> _Short exercise_
Write out every line of the items below as a numbered list, leaving out any blank lines.

(Location labeling records)
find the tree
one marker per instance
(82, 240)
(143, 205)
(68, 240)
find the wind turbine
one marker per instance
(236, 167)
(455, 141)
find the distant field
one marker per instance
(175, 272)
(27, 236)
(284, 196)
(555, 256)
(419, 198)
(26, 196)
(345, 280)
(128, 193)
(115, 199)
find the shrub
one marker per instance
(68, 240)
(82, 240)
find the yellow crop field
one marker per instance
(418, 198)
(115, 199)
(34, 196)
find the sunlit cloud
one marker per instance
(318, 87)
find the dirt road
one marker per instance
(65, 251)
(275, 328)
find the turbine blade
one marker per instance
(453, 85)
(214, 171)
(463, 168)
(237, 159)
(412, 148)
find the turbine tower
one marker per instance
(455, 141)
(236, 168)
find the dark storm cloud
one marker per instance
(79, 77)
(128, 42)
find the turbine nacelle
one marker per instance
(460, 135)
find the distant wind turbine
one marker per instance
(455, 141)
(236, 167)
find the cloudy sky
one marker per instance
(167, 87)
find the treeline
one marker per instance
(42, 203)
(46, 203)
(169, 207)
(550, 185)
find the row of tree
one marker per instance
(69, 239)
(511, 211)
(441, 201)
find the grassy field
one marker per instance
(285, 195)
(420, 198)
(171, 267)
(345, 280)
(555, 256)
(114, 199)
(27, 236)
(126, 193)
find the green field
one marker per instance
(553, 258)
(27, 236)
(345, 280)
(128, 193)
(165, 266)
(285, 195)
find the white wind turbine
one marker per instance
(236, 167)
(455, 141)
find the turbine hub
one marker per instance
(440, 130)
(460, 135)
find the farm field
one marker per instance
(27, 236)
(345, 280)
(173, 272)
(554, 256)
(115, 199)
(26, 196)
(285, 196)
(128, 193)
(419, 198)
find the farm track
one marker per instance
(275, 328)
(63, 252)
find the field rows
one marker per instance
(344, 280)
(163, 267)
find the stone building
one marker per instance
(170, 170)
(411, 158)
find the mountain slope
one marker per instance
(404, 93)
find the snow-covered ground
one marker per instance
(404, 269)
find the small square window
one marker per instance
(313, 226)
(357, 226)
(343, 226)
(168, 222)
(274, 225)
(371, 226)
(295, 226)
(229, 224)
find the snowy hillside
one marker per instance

> _Finished task_
1. find the tree
2. one marker per instance
3. (82, 240)
4. (143, 205)
5. (68, 240)
6. find the wind turbine
7. one marker per instance
8. (236, 167)
9. (455, 141)
10. find the distant field
11. one marker per instance
12. (175, 272)
13. (27, 236)
14. (284, 196)
15. (555, 256)
16. (419, 198)
17. (26, 196)
18. (345, 280)
19. (128, 193)
20. (115, 199)
21. find the shrub
22. one marker per instance
23. (68, 240)
24. (82, 240)
25. find the yellow crop field
26. one marker per instance
27. (418, 198)
28. (115, 199)
29. (34, 196)
30. find the sunlit cloud
31. one marker per instance
32. (318, 87)
33. find the dirt road
34. one marker per instance
35. (65, 251)
36. (275, 328)
37. find the turbine blade
38. one marker per instance
39. (453, 85)
40. (214, 171)
41. (463, 168)
42. (237, 159)
43. (412, 148)
44. find the turbine tower
45. one marker per instance
46. (455, 141)
47. (236, 168)
48. find the dark storm cloud
49. one marker per instance
50. (79, 77)
51. (128, 42)
52. find the turbine nacelle
53. one marker per instance
54. (460, 135)
55. find the distant wind turbine
56. one marker per instance
57. (455, 141)
58. (236, 167)
59. find the cloudy sky
60. one marker per instance
61. (167, 87)
62. find the treeline
63. one marker per instance
64. (42, 203)
65. (46, 203)
66. (169, 207)
67. (550, 185)
68. find the row of tree
69. one marker per instance
70. (69, 239)
71. (511, 211)
72. (441, 201)
73. find the grassy field
74. one marker per instance
75. (285, 195)
76. (420, 198)
77. (171, 267)
78. (345, 280)
79. (555, 256)
80. (114, 199)
81. (27, 236)
82. (126, 193)
83. find the green field
84. one marker per instance
85. (553, 258)
86. (27, 236)
87. (345, 280)
88. (128, 193)
89. (165, 266)
90. (285, 195)
91. find the white wind turbine
92. one marker per instance
93. (236, 167)
94. (455, 141)
95. find the turbine hub
96. one marker per instance
97. (440, 130)
98. (460, 135)
99. find the farm field
100. one marker per instance
101. (27, 236)
102. (345, 280)
103. (173, 272)
104. (554, 256)
105. (115, 199)
106. (26, 196)
107. (285, 196)
108. (128, 193)
109. (419, 198)
110. find the farm track
111. one marker per instance
112. (275, 328)
113. (63, 252)
114. find the field rows
115. one marker per instance
116. (344, 280)
117. (163, 267)
118. find the stone building
119. one marker per instance
120. (170, 170)
121. (411, 158)
122. find the mountain slope
123. one marker per instance
124. (404, 93)
125. find the snow-covered ground
126. one marker per instance
127. (404, 269)
128. find the small square window
129. one marker per instance
130. (313, 226)
131. (357, 226)
132. (343, 226)
133. (168, 222)
134. (274, 225)
135. (371, 226)
136. (295, 226)
137. (229, 224)
138. find the snowy hillside
139. one marker per instance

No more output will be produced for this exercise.